▶ **Task item**:
What lines in the data hold the string "chair"? Show them.

+++ Material for this exercise +++

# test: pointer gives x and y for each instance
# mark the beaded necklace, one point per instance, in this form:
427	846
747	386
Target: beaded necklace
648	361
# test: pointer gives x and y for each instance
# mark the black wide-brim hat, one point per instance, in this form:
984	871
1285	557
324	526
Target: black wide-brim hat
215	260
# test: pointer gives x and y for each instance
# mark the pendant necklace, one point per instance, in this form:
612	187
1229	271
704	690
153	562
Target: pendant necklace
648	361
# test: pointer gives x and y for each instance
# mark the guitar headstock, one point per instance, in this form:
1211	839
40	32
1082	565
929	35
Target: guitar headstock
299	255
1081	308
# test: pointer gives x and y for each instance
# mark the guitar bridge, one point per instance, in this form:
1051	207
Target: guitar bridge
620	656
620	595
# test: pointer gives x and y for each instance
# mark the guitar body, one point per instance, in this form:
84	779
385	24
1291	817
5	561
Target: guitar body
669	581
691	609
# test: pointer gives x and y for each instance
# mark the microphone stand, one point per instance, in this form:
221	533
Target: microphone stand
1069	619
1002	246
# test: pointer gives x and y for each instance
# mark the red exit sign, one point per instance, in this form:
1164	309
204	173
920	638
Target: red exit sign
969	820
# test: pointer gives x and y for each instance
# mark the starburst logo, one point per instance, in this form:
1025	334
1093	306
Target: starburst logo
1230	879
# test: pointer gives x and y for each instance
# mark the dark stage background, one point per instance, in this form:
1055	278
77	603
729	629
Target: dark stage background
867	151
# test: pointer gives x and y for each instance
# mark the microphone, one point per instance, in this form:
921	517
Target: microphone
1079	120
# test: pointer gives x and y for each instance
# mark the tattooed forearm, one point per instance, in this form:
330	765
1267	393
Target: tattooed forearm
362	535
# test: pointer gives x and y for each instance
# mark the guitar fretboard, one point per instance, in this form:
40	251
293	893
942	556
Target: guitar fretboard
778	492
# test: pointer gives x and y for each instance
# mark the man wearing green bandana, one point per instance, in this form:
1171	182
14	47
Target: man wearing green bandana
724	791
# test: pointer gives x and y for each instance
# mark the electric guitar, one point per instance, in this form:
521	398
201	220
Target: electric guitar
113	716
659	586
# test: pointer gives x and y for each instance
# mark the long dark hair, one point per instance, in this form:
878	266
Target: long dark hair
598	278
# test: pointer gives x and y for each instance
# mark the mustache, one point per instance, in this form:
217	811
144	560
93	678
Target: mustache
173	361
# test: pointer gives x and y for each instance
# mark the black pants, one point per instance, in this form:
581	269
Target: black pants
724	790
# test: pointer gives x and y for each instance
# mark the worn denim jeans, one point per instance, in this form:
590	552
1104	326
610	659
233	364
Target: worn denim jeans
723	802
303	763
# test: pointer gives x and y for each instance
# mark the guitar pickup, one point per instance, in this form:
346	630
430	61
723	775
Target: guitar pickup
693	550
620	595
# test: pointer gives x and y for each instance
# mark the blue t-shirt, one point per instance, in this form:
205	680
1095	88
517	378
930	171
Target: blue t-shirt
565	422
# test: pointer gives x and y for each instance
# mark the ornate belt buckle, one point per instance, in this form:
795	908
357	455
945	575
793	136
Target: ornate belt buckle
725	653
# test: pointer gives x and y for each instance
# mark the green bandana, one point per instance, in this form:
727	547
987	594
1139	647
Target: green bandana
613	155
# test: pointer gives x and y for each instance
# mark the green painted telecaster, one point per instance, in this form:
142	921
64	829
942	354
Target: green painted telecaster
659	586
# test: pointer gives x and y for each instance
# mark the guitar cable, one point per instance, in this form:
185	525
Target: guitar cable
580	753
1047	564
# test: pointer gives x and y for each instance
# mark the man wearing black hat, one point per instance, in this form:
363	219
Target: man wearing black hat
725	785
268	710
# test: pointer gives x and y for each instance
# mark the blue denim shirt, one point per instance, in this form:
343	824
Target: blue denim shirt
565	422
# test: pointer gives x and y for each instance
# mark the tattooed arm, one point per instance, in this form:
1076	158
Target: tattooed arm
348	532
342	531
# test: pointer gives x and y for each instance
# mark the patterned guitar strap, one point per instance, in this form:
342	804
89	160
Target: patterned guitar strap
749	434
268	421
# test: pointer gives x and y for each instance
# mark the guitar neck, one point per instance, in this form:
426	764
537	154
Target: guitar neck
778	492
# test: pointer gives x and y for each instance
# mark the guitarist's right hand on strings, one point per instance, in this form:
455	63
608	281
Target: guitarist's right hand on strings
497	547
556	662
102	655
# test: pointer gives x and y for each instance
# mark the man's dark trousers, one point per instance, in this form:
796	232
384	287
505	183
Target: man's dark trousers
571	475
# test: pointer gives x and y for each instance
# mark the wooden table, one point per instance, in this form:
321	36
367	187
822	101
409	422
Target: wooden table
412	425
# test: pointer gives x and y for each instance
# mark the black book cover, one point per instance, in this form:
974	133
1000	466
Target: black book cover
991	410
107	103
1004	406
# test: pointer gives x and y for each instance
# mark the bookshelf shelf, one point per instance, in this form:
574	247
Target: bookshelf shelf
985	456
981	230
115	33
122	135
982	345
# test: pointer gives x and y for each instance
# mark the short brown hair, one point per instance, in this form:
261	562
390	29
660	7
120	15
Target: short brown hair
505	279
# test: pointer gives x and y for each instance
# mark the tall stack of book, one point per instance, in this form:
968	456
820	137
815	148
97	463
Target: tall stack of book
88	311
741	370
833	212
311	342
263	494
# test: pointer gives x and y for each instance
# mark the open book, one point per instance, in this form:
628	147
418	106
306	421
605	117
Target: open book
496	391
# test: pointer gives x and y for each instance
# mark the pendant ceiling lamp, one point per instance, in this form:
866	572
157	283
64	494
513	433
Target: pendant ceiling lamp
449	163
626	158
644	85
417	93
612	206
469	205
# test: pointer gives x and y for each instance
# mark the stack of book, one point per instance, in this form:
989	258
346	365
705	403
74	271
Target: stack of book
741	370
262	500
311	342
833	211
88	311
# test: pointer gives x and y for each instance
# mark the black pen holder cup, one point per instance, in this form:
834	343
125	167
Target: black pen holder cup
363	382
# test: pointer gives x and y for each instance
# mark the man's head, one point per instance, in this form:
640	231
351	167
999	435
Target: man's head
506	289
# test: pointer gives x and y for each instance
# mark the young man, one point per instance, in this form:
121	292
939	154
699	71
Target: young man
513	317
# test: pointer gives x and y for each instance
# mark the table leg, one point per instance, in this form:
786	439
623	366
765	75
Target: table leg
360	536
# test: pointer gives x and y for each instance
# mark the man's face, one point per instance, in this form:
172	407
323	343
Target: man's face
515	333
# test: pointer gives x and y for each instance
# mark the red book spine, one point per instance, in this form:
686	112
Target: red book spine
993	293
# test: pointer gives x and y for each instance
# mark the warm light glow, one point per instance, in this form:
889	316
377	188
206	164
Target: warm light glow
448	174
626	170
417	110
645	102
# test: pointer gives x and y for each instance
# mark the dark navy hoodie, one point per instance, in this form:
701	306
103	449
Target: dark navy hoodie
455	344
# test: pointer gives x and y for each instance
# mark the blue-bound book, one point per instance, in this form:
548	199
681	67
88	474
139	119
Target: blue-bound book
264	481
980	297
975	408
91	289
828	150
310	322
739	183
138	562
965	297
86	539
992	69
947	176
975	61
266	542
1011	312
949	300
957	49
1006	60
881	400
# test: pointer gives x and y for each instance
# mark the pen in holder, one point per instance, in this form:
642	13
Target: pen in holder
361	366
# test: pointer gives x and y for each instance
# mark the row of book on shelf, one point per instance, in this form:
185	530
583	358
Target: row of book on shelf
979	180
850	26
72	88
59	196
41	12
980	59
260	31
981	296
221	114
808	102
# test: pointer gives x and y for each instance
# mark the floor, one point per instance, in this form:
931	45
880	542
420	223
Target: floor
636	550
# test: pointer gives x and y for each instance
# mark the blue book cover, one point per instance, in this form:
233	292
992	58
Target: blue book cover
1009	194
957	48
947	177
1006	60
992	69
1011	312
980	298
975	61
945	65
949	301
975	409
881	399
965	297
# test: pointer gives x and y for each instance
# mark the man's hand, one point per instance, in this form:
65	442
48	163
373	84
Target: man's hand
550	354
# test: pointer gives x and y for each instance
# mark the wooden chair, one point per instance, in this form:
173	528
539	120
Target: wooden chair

+++

▶ **Result below**:
# mark the wooden chair, one point per instance, in this form:
Target: wooden chair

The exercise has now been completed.